[Records from a data collection]
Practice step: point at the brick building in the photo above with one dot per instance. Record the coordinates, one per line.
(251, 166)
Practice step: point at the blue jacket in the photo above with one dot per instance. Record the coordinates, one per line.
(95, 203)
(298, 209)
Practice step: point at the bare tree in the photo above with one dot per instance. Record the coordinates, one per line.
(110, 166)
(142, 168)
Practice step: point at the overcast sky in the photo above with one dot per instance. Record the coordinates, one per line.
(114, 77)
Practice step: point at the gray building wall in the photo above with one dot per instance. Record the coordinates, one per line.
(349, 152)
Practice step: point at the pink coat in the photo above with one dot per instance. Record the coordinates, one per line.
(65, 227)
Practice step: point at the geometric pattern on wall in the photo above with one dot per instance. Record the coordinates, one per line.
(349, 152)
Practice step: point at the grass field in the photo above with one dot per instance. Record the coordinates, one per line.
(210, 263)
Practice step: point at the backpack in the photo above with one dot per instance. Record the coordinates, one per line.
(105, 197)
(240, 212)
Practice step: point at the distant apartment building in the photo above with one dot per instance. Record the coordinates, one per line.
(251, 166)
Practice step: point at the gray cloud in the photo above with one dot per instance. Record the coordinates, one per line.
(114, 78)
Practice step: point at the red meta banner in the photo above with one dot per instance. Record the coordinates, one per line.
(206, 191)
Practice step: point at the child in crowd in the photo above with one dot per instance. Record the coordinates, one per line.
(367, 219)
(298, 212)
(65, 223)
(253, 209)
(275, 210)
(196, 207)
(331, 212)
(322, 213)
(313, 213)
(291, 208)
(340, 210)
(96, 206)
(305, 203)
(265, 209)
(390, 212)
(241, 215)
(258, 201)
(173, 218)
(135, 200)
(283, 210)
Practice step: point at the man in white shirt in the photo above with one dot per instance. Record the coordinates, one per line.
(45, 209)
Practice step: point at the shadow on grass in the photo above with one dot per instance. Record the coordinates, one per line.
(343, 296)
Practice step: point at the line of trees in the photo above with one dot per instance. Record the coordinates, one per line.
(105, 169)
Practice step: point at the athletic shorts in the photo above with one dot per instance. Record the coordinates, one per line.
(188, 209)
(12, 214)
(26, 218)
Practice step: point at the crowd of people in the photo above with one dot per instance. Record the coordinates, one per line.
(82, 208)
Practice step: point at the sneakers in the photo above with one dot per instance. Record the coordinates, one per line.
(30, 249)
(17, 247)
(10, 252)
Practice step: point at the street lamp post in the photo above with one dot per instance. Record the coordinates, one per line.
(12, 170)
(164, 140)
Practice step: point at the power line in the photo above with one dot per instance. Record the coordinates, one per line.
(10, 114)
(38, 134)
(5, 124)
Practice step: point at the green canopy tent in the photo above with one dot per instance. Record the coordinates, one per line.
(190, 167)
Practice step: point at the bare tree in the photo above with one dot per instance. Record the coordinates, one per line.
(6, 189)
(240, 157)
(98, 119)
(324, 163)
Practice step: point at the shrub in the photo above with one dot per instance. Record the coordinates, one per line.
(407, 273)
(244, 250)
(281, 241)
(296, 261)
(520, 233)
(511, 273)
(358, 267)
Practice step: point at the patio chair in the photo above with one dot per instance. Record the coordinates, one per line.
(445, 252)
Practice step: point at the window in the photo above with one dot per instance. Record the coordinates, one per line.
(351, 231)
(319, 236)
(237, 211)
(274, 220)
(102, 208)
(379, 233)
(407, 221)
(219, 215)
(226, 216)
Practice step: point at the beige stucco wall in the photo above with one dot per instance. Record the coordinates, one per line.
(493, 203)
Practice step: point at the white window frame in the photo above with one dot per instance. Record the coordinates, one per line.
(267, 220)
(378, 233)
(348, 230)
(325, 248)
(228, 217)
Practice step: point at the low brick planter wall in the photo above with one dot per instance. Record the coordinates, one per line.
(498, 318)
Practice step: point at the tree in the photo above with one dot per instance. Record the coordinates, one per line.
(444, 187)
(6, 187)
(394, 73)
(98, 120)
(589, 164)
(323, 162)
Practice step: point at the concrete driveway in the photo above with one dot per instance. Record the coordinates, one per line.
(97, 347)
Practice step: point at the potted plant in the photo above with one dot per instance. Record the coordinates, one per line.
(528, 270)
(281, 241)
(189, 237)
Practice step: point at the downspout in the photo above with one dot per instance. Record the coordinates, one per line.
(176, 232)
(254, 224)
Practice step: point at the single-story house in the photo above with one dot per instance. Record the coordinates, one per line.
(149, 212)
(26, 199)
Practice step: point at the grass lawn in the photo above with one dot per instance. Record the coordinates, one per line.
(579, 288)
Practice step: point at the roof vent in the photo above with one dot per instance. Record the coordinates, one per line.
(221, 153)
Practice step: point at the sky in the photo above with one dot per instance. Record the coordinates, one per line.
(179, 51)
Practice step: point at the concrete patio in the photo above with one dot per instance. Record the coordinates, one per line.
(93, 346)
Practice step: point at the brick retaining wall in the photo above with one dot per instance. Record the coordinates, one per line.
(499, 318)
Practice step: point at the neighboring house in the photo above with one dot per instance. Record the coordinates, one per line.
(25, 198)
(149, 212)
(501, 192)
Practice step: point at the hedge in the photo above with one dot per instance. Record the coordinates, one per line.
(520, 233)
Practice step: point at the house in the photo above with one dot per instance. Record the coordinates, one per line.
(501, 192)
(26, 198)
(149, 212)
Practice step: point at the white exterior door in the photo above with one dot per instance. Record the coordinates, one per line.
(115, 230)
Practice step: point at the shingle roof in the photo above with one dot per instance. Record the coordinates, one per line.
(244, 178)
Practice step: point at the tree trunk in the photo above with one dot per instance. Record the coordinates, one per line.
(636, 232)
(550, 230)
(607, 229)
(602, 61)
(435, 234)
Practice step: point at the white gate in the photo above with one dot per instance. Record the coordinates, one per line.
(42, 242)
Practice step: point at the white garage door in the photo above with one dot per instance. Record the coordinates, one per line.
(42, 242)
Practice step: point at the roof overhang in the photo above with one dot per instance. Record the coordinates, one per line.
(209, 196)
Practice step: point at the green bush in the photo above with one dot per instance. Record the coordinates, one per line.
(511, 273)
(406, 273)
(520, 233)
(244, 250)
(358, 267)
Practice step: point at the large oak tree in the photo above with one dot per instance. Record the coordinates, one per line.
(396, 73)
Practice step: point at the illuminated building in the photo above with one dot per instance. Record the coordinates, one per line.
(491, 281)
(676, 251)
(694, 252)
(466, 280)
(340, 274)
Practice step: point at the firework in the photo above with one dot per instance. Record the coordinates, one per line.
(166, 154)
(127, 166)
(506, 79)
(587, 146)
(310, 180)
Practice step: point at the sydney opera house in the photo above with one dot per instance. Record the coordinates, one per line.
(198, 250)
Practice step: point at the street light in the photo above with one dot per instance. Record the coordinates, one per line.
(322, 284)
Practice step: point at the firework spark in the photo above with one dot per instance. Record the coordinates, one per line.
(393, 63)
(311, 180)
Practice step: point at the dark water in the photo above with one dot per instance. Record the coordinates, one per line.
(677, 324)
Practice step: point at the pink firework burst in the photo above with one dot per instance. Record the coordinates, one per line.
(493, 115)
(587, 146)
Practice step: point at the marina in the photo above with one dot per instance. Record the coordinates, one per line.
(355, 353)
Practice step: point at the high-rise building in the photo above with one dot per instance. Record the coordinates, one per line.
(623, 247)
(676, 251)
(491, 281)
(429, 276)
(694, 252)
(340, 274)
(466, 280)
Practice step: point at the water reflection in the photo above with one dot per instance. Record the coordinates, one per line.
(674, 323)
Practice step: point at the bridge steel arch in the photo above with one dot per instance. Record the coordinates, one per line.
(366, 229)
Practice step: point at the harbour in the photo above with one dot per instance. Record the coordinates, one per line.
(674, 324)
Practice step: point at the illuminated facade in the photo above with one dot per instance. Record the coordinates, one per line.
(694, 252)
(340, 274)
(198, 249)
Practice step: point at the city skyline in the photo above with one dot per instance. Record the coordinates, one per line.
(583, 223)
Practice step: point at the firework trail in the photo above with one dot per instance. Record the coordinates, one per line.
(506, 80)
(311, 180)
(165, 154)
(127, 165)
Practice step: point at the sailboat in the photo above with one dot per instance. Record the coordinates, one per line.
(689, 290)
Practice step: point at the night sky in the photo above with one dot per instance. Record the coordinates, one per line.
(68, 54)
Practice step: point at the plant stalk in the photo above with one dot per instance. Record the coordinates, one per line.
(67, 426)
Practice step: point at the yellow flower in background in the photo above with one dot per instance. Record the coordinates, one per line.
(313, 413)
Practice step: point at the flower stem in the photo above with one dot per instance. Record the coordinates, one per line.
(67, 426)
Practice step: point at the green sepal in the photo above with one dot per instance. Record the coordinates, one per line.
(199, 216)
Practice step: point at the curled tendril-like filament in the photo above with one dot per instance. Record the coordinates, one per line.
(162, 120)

#### [What is required]
Return, word for word, every line from the line with "Practice step: point at the bridge" to the final line of the data.

#### [Answer to this task]
Practice step: point at the bridge steel arch in the photo above with one dot per instance. Record the coordinates, one per line.
(366, 229)
Practice step: point at the harbour in the photo above with one dot per instance. Record the coordinates, one per line.
(674, 324)
Practice step: point at the illuminated facade in the photo above with one dot per instance. Record the coordinates, one per line.
(694, 252)
(340, 274)
(198, 249)
Practice step: point at the city skyline in the photo above with one dot per instance. Record the coordinates, one per line.
(583, 223)
Practice step: point at the firework trail in the photo above with one dot per instance. Record the coordinates, one per line.
(506, 80)
(311, 180)
(165, 154)
(127, 165)
Practice step: point at the sailboat in the photo above with one dot per instance. Record the coordinates, one per line.
(689, 290)
Practice step: point at the night sky in the photo above with one dot per instance. Record the coordinates, one per line.
(68, 54)
Practice step: point at the plant stalk in the photo above with one dot per instance. Record the coordinates, one per line.
(67, 426)
Practice step: point at the yellow flower in background in the photo above with one dot per instance. Record the coordinates, one per line.
(313, 413)
Practice step: point at the flower stem in the photo above with one dot per instance. Record the coordinates, one per line.
(67, 426)
Practice step: point at the green sepal in the photo above with one dot per instance. Record the coordinates, one per line.
(199, 216)
Practice step: point at the curled tendril-like filament in the photo above with one dot per instance. Record the coordinates, one per line.
(162, 120)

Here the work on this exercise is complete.